### STATED EXERCISE
Change every "thickest" in the items below to "widest", and copy the rest of the text without any other edits.

### RAW DATA
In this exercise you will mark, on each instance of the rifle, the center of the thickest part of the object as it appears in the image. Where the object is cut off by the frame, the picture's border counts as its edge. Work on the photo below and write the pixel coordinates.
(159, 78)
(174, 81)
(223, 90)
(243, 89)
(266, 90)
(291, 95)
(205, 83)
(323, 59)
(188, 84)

### THE REPLY
In this exercise you will mark, on each instance of the rifle, the center of the widest part of the object as it appears in the image. Where the object is cut off by the frame, the picture's border counts as its edge. Work on the photo below and write the pixel coordinates.
(159, 78)
(174, 81)
(223, 90)
(243, 89)
(266, 90)
(291, 95)
(205, 83)
(323, 59)
(188, 84)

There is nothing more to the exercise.